In painful detail, the declassified portions of the Senate Intelligence Committee’s report on the CIA’s former detention and interrogation program erase any doubt that the United States systematically tortured prisoners in its custody. Too many people who should have known better violated our nation’s most sacred laws and values. Why? Because doing so was necessary to save lives, we were told. For years, torture’s apologists sold that story without having to prove it. “Classified,” they would claim, “but if you only knew what we know . . . ”
The truth is finally starting to come out, and their narrative is crumbling.
Recently, in a rare public news conference, CIA Director John O. Brennan addressed the committee’s report. Amidst an expected defense of the agency, and at least some recognition that internal reforms are necessary, he made an eye-opening comment:
“But let me be clear. We have not concluded that it was the use of [enhanced interrogation techniques] within [the detention and interrogation] program that allowed us to obtain useful information from detainees subjected to them. The cause and effect relationship between the use of EITs and useful information subsequently provided by the detainee is, in my view, unknowable.”
That is a stunning admission, and one of enormous consequence.
Of course, torture is illegal and immoral under any circumstance — it should not matter whether it ever “works”. Unfortunately, questions about torture’s necessity and efficacy occupy a unique space in the context of the CIA program. Justice Department lawyers who authorized it relied repeatedly on CIA claims that torture successfully produced not just “useful information,” but unique, otherwise unobtainable intelligence that disrupted terrorist plots and saved thousands of lives.
For example, a 2005 memo to the CIA from the Office of Legal Counsel concluding that “enhanced interrogation” did not violate the Convention Against Torture states: “You have informed us that the CIA believes that enhanced interrogation techniques remain essential to obtaining vital intelligence necessary to detect and disrupt such emerging threats. In particular, the CIA believes that it would have been unable to obtain critical information from numerous detainees, including KSM and Abu Zubaydah, without these enhanced interrogation techniques.”
A 2007 memo, finding that “enhanced interrogation” was permissible under the War Crimes Act, the Detainee Treatment Act, and Common Article 3 of the Geneva Conventions similarly noted the OCL’s “understand[ing] that use of enhanced interrogation techniques has produced significant intelligence that the government has used to keep the nation safe.” More specifically, “[t]he techniques have revealed plots to blow up the Brooklyn Bridge and to release mass biological agents in our nation’s largest cities.”
The Senate Intelligence Committee concluded such claims were false. Apparently so, too, did the CIA — years ago in an internal review of the “enhanced interrogation” program that remains secret. Last week, Sen. Mark Udall took to the Senate floor to shed additional light on the CIA’s own analysis of the very same trove of documents that underlies the report.

Supplied data:
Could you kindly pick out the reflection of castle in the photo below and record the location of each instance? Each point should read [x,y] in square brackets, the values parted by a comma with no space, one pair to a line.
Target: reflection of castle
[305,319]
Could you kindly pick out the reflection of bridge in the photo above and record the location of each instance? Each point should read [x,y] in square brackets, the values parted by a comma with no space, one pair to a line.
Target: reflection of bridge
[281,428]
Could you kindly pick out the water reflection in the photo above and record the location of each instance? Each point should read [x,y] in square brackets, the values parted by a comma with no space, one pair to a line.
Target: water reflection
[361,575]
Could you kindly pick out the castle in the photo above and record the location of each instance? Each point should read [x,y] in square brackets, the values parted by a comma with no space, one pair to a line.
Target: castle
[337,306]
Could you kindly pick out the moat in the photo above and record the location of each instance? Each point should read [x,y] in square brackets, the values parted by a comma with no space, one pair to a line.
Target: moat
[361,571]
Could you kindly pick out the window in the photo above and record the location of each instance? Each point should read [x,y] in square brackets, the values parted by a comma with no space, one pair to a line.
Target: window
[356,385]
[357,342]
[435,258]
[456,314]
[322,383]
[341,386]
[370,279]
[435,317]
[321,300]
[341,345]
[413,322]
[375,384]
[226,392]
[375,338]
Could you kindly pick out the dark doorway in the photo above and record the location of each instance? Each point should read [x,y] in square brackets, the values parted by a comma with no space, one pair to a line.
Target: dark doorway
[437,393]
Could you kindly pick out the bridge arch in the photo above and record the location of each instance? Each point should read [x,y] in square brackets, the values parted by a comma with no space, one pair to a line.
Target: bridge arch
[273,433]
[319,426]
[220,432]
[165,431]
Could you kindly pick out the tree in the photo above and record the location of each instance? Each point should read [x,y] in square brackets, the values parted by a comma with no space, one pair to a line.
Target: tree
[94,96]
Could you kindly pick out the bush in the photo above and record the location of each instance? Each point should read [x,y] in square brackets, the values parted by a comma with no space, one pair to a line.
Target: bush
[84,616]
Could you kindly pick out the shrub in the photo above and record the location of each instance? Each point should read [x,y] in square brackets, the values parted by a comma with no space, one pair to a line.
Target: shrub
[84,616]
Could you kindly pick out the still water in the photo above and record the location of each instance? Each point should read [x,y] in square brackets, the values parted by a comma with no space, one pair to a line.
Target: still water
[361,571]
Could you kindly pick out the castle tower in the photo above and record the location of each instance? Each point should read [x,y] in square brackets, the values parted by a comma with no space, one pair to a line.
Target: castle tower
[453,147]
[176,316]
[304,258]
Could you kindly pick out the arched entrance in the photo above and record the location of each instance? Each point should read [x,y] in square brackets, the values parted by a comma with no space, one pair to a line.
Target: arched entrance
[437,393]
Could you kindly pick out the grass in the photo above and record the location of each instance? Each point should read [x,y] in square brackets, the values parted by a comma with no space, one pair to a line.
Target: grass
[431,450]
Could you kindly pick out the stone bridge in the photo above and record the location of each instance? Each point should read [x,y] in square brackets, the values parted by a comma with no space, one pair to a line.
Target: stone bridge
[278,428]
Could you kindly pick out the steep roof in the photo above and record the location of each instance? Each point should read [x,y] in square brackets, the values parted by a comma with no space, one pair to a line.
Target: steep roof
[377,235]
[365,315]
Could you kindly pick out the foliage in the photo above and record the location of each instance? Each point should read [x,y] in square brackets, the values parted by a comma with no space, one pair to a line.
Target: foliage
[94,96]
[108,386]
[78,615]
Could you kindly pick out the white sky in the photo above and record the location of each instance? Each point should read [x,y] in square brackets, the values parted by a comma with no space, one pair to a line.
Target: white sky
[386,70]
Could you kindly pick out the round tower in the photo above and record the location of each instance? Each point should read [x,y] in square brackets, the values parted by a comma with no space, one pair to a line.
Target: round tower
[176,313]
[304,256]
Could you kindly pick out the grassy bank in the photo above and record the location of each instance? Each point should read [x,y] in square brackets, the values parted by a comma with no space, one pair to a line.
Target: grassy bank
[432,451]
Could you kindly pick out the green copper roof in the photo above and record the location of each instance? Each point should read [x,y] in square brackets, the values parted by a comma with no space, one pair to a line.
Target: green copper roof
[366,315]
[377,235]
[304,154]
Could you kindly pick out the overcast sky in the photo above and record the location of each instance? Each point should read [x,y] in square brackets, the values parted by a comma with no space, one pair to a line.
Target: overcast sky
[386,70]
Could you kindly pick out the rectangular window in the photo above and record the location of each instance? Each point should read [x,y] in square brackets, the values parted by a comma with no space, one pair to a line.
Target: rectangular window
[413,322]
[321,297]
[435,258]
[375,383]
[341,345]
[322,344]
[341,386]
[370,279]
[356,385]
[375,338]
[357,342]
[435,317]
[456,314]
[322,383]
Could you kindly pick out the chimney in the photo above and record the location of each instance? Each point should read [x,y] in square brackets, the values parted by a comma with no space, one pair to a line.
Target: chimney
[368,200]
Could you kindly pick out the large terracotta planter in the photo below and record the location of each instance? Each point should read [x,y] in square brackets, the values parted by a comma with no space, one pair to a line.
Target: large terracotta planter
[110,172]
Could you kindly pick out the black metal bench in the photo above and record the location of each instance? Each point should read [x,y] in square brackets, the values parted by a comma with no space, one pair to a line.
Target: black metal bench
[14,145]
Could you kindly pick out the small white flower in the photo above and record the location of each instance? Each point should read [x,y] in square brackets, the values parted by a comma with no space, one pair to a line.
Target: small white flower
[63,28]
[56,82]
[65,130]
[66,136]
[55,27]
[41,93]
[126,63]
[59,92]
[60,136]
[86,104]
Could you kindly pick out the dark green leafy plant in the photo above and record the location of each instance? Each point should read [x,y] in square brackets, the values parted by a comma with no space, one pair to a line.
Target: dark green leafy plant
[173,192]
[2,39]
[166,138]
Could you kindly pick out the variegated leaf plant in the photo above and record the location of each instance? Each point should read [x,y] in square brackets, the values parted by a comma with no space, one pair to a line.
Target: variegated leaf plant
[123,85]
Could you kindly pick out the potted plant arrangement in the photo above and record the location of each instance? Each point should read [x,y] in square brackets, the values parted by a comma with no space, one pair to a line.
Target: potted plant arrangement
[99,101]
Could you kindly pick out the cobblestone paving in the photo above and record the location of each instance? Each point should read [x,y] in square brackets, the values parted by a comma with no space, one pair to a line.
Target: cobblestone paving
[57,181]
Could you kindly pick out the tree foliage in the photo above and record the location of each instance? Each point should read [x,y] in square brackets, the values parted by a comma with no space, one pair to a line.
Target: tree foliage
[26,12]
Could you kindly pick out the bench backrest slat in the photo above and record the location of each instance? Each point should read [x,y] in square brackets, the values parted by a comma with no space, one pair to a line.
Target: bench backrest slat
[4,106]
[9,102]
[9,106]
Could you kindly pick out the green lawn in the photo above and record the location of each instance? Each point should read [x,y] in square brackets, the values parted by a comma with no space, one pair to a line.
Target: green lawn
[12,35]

Parts of the exercise:
#1 Summarize the passage on the CIA interrogation program in two sentences.
#2 Answer these questions from the passage on the CIA interrogation program:
(a) Which two detainees does the 2005 memo name?
(b) What plots does the 2007 memo say the techniques revealed?
(c) Who spoke on the Senate floor about the CIA's own analysis?
#3 Reproduce the portion of the passage on the CIA interrogation program that starts with "That is a stunning" and goes on through "thousands of lives.".
The items have nothing to do with the passage on the CIA interrogation program.

Numbered answers:
#1 The declassified portions of the Senate Intelligence Committee's report show that the United States systematically tortured prisoners, and the claim that torture was necessary to save lives is crumbling. CIA Director John O. Brennan called the link between enhanced interrogation techniques and useful information unknowable, an admission of great consequence because Justice Department lawyers relied on CIA claims that torture produced unique intelligence that saved lives.

#2
(a) KSM and Abu Zubaydah.
(b) Plots to blow up the Brooklyn Bridge and to release mass biological agents in the nation's largest cities.
(c) Sen. Mark Udall.

#3
That is a stunning admission, and one of enormous consequence.
Of course, torture is illegal and immoral under any circumstance — it should not matter whether it ever “works”. Unfortunately, questions about torture’s necessity and efficacy occupy a unique space in the context of the CIA program. Justice Department lawyers who authorized it relied repeatedly on CIA claims that torture successfully produced not just “useful information,” but unique, otherwise unobtainable intelligence that disrupted terrorist plots and saved thousands of lives.